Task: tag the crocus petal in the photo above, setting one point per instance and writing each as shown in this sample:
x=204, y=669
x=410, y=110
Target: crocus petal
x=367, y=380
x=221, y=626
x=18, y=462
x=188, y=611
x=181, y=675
--
Problem details: Please recast the records above as a Markdown table with the columns Row and Line. Number each line in order and leave out blank lines.

Exercise solution:
| Row | Line |
|---|---|
| 1 | Task: tag the crocus petal in the photo above, setting one point per instance and writing each as shown in this sample: |
| 2 | x=204, y=669 |
| 3 | x=410, y=110 |
| 4 | Target: crocus petal |
| 5 | x=367, y=380 |
| 6 | x=221, y=626 |
| 7 | x=18, y=462 |
| 8 | x=188, y=611 |
| 9 | x=181, y=675 |